Stated problem >> Count the lines in the material below that contain the string "subject". Give only the number.

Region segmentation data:
---

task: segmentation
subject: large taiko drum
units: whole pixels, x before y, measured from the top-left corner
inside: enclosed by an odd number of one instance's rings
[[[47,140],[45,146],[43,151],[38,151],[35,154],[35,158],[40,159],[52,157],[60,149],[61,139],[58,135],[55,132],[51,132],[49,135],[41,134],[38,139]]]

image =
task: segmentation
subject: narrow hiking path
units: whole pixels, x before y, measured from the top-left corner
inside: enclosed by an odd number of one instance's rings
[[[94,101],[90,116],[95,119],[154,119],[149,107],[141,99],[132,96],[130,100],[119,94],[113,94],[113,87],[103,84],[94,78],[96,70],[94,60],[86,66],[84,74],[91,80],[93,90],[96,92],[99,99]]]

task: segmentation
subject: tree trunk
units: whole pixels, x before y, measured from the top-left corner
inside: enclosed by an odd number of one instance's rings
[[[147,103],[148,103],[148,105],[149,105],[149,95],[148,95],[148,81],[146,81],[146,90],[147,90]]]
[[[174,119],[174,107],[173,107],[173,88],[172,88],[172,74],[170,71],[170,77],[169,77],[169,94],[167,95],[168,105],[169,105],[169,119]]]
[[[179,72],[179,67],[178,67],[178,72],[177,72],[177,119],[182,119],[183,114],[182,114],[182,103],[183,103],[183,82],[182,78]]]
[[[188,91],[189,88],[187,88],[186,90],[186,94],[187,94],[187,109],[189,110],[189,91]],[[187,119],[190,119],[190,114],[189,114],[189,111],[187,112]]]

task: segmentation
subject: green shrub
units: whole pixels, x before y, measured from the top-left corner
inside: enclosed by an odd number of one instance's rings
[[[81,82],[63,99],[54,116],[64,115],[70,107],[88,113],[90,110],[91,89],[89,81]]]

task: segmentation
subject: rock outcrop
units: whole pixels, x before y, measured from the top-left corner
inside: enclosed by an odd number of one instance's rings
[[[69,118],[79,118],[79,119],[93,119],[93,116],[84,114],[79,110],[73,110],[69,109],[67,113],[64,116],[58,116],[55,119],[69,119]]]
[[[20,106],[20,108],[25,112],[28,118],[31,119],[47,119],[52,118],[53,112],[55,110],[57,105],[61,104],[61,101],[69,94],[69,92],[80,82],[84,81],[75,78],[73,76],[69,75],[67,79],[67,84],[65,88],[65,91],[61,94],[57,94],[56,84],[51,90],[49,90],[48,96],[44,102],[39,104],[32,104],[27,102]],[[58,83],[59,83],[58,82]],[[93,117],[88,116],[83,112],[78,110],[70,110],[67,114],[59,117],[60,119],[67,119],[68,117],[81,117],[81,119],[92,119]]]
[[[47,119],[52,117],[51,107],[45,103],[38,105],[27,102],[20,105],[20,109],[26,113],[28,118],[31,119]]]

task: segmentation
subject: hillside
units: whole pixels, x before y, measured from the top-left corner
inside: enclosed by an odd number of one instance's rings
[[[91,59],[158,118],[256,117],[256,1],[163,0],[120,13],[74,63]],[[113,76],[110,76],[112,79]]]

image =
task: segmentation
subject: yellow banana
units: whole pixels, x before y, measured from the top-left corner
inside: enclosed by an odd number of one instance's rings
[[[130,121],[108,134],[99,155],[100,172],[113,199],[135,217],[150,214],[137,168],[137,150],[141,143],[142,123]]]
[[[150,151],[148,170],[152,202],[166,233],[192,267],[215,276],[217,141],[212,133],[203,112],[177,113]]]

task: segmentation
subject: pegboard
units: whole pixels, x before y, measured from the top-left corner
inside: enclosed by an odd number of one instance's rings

---

Solved exercise >> 8